What the exercise asks: Arrange every line of the listing below as a numbered list, skipping blank lines and leaving out the pictures.

# # # # # # #

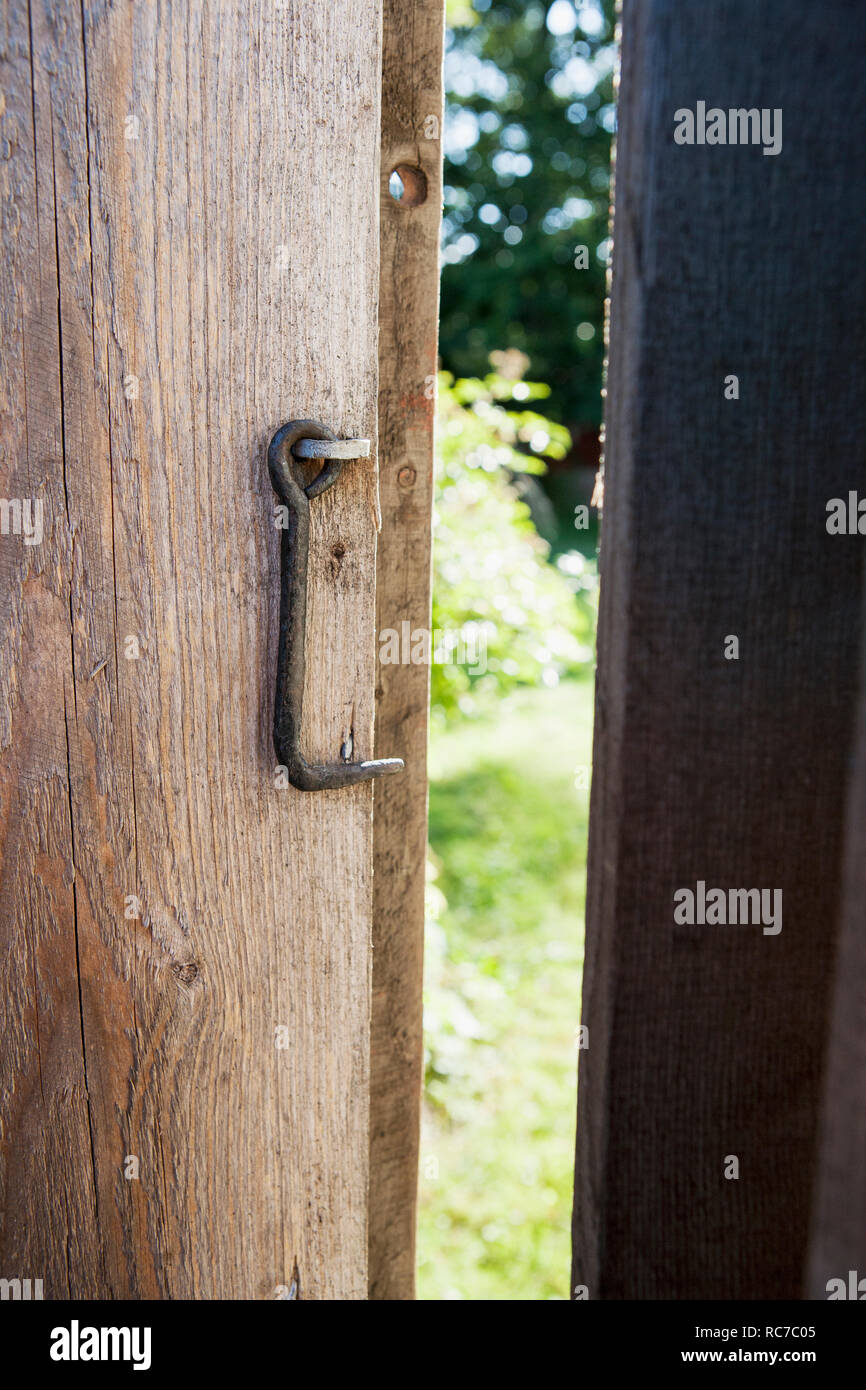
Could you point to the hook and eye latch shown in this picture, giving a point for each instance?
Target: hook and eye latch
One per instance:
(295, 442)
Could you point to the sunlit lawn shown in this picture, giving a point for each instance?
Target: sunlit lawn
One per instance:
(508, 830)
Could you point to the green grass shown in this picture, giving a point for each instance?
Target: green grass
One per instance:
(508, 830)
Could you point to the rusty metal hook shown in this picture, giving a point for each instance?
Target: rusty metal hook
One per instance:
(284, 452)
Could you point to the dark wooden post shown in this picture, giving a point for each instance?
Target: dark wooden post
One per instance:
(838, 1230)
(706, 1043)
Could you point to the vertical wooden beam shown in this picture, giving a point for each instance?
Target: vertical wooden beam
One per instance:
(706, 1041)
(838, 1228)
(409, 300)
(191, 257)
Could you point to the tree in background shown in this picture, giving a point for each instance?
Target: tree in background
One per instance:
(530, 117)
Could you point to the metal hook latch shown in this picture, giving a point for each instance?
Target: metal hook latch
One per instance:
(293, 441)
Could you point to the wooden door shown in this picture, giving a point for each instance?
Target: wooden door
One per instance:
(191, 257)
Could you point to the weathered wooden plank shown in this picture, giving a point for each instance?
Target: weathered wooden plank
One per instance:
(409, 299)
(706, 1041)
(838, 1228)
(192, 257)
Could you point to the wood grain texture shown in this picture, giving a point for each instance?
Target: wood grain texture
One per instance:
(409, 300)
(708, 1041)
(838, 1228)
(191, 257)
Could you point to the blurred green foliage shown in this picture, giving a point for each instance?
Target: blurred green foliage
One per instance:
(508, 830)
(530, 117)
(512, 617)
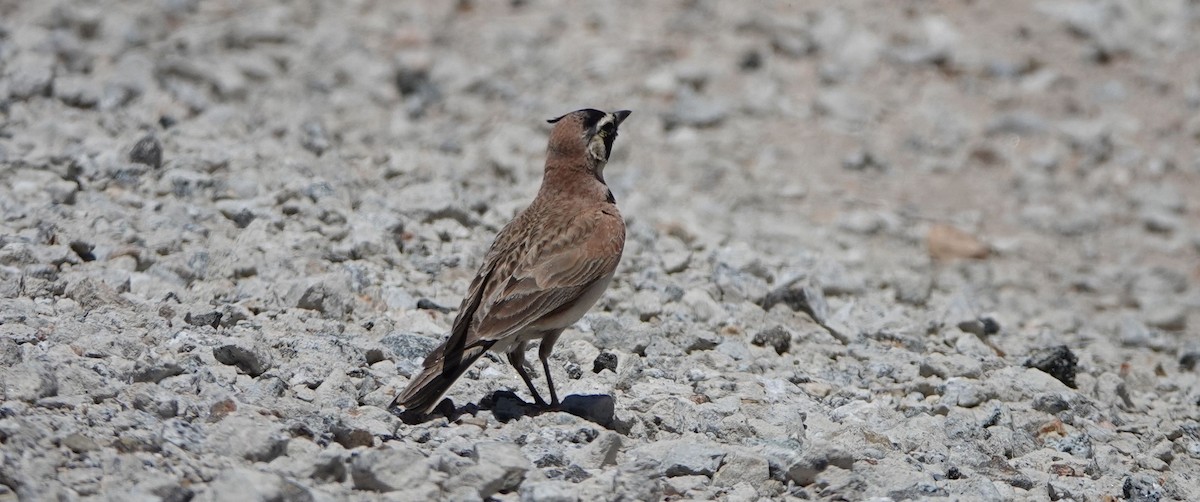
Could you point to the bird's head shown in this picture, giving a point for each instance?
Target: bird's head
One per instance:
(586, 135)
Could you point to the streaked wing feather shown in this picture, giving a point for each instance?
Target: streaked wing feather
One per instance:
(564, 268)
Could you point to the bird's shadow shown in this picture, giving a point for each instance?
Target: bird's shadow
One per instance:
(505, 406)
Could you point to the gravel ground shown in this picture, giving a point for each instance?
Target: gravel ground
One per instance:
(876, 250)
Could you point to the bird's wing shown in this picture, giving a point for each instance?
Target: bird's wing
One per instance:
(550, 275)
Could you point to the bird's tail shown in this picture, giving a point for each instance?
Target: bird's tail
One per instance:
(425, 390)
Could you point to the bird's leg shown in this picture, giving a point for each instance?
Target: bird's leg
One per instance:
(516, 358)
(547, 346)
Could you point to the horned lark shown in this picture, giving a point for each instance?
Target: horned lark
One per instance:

# # # # # # #

Exercise result:
1. Could you point to the hook and eye latch shown in this picture, giving a point for each instance?
2. Target: hook and eye latch
3. One per instance:
4. (295, 442)
5. Could you point to the sunlit lawn shown in this picture, giving a point for each instance?
6. Target: sunlit lawn
7. One per instance:
8. (508, 830)
9. Could you point to the green grass shown in this picture, giving a point for each instance?
10. Target: green grass
11. One per instance:
12. (508, 830)
13. Could you point to the rusty metal hook shown in this picture, giving a point for each instance?
14. Target: rusty metal hook
15. One per instance:
16. (284, 452)
17. Could you point to the dark wooden post shown in this picture, giving a point for each instance?
18. Target: dark wooden post
19. One per instance:
20. (838, 1230)
21. (706, 1043)
22. Could you point to the vertical wooden beam shown in this picture, giving a point for each instance?
23. Target: vertical wooden beam
24. One per instance:
25. (706, 1041)
26. (838, 1228)
27. (409, 300)
28. (191, 257)
29. Could you point to the tree in background shown in this picture, giving a point for each instance?
30. Target: tree in background
31. One per instance:
32. (530, 117)
33. Could you point to the metal hook latch shown in this picture, giving a point for each instance?
34. Target: metal hook latch
35. One per instance:
36. (293, 441)
37. Could you point to the wooden door shown in this picture, giving a point for each instance?
38. Target: wooden door
39. One per instance:
40. (191, 257)
41. Could you point to the weathered wooden plank shown in this picture, giving a point for each instance?
42. Target: weathered wooden plank
43. One per instance:
44. (409, 299)
45. (706, 1041)
46. (838, 1228)
47. (192, 257)
48. Could you point to the wood grain texture shown in this picture, giving a point for each instance?
49. Target: wood grain texture
50. One per instance:
51. (409, 300)
52. (708, 1041)
53. (838, 1228)
54. (191, 257)
55. Could you point to the blurred green foliage shown in this picture, giving a point for each instance?
56. Target: blurred green foliage
57. One per instance:
58. (508, 830)
59. (530, 117)
60. (512, 617)
61. Could you point to the bird's head shown in this picture, giving a point for each instance?
62. Target: bird's head
63. One per instance:
64. (586, 135)
65. Could you point to the streaked wing feather shown in this picture, giving a point for each instance?
66. Target: streaked wing feather
67. One per instance:
68. (564, 268)
69. Could you point to the bird's shadow shown in this picture, giving a point for each instance?
70. Target: bird's shadow
71. One per instance:
72. (505, 406)
73. Could you point to the gravel ground shown in this picture, giving a point for each instance?
74. Target: gravel ground
75. One per instance:
76. (876, 250)
77. Could you point to the bird's wing shown in this picture, giving a point for each instance?
78. Target: bird's wing
79. One per instance:
80. (550, 275)
81. Could you point to the bird's tail shown in this picture, giving a point for each instance?
82. Target: bird's tail
83. One per instance:
84. (425, 390)
85. Could you point to the bird's leg shown in this picture, giving a point for each instance?
86. Target: bird's leg
87. One per instance:
88. (516, 358)
89. (547, 346)
90. Could you point to the horned lark shown in this picture, giving a point for each instance?
91. Target: horned lark
92. One per instance:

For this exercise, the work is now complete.